Stored data entries:
┄┄┄┄┄┄┄┄┄┄┄┄┄┄┄┄┄┄┄┄

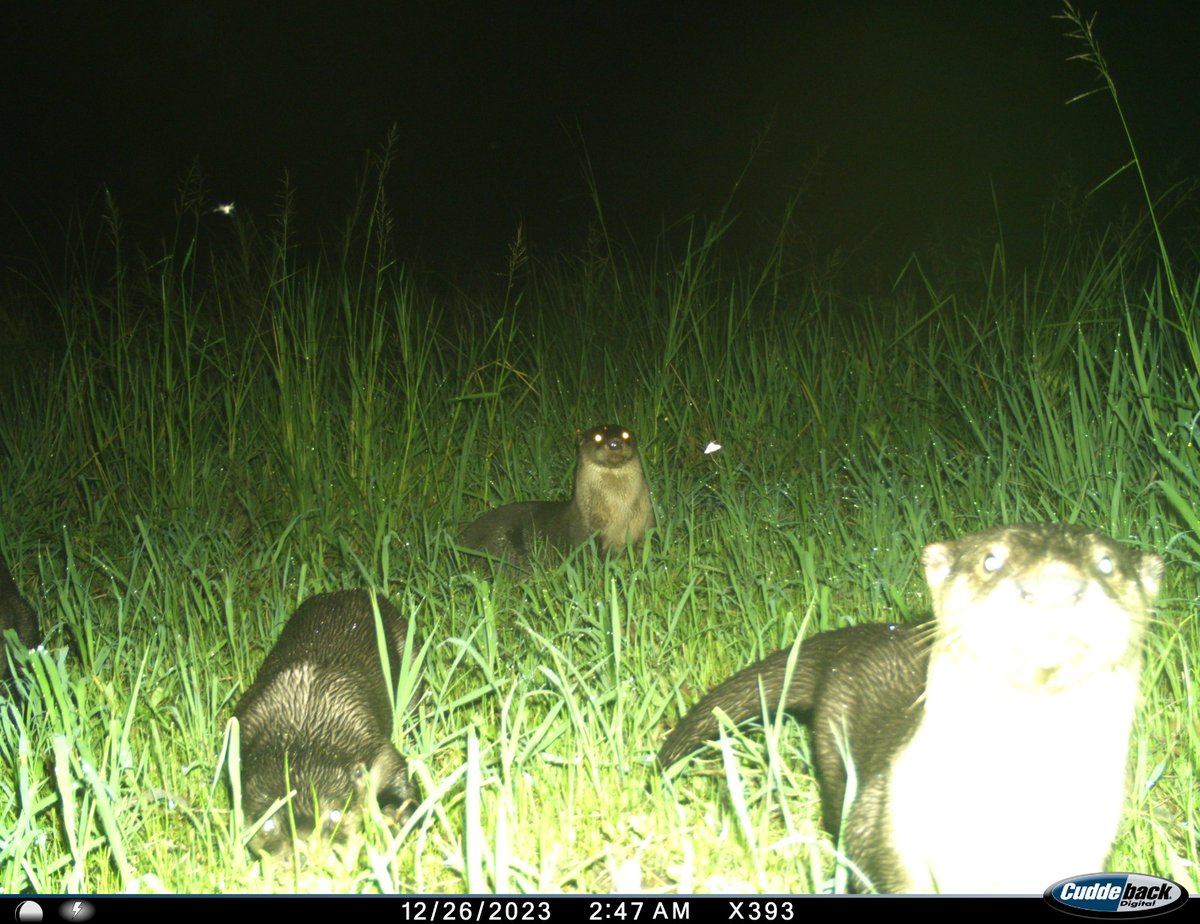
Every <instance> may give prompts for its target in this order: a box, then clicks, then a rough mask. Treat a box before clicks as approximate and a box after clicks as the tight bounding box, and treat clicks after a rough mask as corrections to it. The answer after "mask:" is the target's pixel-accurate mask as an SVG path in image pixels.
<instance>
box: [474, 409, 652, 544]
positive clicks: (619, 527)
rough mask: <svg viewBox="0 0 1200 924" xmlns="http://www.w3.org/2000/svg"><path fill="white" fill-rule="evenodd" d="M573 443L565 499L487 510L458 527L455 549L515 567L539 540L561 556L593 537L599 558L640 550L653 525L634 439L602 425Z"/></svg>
mask: <svg viewBox="0 0 1200 924" xmlns="http://www.w3.org/2000/svg"><path fill="white" fill-rule="evenodd" d="M577 445H578V461H577V464H576V469H575V494H574V496H572V497H571V499H570V500H524V502H521V503H517V504H505V505H504V506H499V508H497V509H496V510H490V511H488V512H486V514H484V515H482V516H481V517H479V518H478V520H476V521H475V522H473V523H470V524H468V526H467V527H464V528H463V530H462V532H461V533H460V534H458V545H461V546H464V547H467V548H470V550H478V551H481V552H485V553H487V554H488V556H491V557H493V558H496V559H499V560H500V562H505V563H508V564H514V565H517V566H521V565H523V564H524V563H526V562H528V559H529V556H530V554H532V552H533V550H534V546H535V544H536V542H539V541H540V542H542V544H545V545H548V546H550V547H552V548H556V550H558V551H559V552H564V553H565V552H569V551H571V550H572V548H575V547H576V546H580V545H583V544H584V542H587V541H588V539H589V538H590V536H593V535H595V536H596V542H598V544H599V546H600V551H601V552H602V553H604V554H613V553H618V552H622V551H624V548H625V546H626V545H632V546H635V547H636V546H640V545H641V544H642V542H643V541H644V539H646V530H647V529H649V528H650V527H653V526H655V524H656V522H655V520H654V506H653V505H652V504H650V488H649V486H648V485H647V484H646V474H644V473H643V472H642V460H641V457H640V456H638V452H637V439H636V438H635V437H634V434H632V433H631V432H630V431H629V430H626V428H625V427H622V426H618V425H616V424H602V425H600V426H598V427H593V428H592V430H589V431H587V432H581V433H578V442H577Z"/></svg>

┄┄┄┄┄┄┄┄┄┄┄┄┄┄┄┄┄┄┄┄

● **REQUIRED ACTION**
Copy every record exactly as it appears, apart from any pictures.

● **WRITTEN ANSWER**
Every <instance> may give prompts for its target in this order: a box, then clicks, then a rough mask. Treat a box before clicks as approximate and a box after clicks as the tight bounding box, and treat clicks after a rough mask as corrections to it. The answer after "mask:" is the target's pixel-accurate mask as an SVG path in image pixels.
<instance>
box: [474, 409, 652, 544]
positive clicks: (619, 527)
rough mask: <svg viewBox="0 0 1200 924" xmlns="http://www.w3.org/2000/svg"><path fill="white" fill-rule="evenodd" d="M573 443L565 499L487 510L458 527L455 549L515 567L539 540L561 556L593 537L599 558L640 550L653 525L634 439L602 425Z"/></svg>
mask: <svg viewBox="0 0 1200 924" xmlns="http://www.w3.org/2000/svg"><path fill="white" fill-rule="evenodd" d="M577 445H578V461H577V464H576V469H575V494H574V496H572V497H571V499H570V500H524V502H521V503H517V504H505V505H504V506H499V508H497V509H496V510H490V511H488V512H486V514H484V515H482V516H481V517H479V518H478V520H476V521H475V522H473V523H470V524H468V526H467V527H464V528H463V530H462V532H461V533H460V534H458V545H461V546H464V547H467V548H470V550H478V551H481V552H485V553H487V554H488V556H491V557H493V558H496V559H499V560H500V562H505V563H508V564H514V565H517V566H521V565H523V564H524V563H526V562H528V559H529V556H530V554H532V552H533V550H534V546H535V544H536V542H539V541H540V542H542V544H545V545H548V546H550V547H552V548H556V550H558V551H559V552H564V553H565V552H569V551H571V550H572V548H575V547H576V546H580V545H583V544H584V542H587V541H588V539H589V538H590V536H593V535H595V536H596V542H598V544H599V546H600V551H601V552H602V553H604V554H613V553H618V552H622V551H624V548H625V546H626V545H632V546H635V547H636V546H640V545H641V544H642V542H643V541H644V539H646V530H647V529H649V528H650V527H653V526H655V524H656V522H655V520H654V506H653V505H652V504H650V488H649V486H648V485H647V484H646V474H644V473H643V472H642V460H641V457H640V456H638V452H637V439H636V438H635V437H634V434H632V433H631V432H630V431H629V430H626V428H625V427H622V426H618V425H616V424H602V425H600V426H598V427H593V428H592V430H589V431H587V432H581V433H578V442H577Z"/></svg>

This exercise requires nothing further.